SUPPLIED INFORMATION:

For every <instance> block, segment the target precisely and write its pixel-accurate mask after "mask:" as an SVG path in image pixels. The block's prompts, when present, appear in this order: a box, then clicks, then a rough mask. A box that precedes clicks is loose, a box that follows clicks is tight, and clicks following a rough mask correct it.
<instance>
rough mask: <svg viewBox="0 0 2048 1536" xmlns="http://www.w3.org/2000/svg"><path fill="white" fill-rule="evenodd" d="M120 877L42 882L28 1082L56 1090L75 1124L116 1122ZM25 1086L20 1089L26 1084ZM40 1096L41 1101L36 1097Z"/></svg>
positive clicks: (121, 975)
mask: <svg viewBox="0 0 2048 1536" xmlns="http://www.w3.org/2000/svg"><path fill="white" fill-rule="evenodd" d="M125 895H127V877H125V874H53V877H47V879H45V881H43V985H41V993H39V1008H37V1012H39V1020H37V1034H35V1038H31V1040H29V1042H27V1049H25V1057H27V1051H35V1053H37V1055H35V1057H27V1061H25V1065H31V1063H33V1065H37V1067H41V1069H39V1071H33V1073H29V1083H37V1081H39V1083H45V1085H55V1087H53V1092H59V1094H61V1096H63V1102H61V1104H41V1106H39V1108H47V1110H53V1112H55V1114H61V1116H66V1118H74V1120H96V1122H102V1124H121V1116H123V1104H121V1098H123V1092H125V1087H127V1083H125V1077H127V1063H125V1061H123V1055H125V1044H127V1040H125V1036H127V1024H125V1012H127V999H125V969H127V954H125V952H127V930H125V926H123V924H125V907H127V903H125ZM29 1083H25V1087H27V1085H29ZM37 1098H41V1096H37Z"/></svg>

TASK DIRECTIONS:
Collect the complete line wherever the string "rough" appears in the records.

SOLUTION TO THE EXERCISE:
For every <instance> block, segment the target precisely and write its pixel-accurate mask after "mask:" as an SVG path in image pixels. The block's prompts, when present, appear in this order: a box, then clicks, then a rough mask. A box that precedes clicks is loose, a box that follows clicks is tight, and clicks following a rough mask correct it.
rough mask: <svg viewBox="0 0 2048 1536" xmlns="http://www.w3.org/2000/svg"><path fill="white" fill-rule="evenodd" d="M120 877L42 882L28 1082L56 1090L75 1124L116 1122ZM25 1086L20 1089L26 1084ZM40 1096L41 1101L36 1097Z"/></svg>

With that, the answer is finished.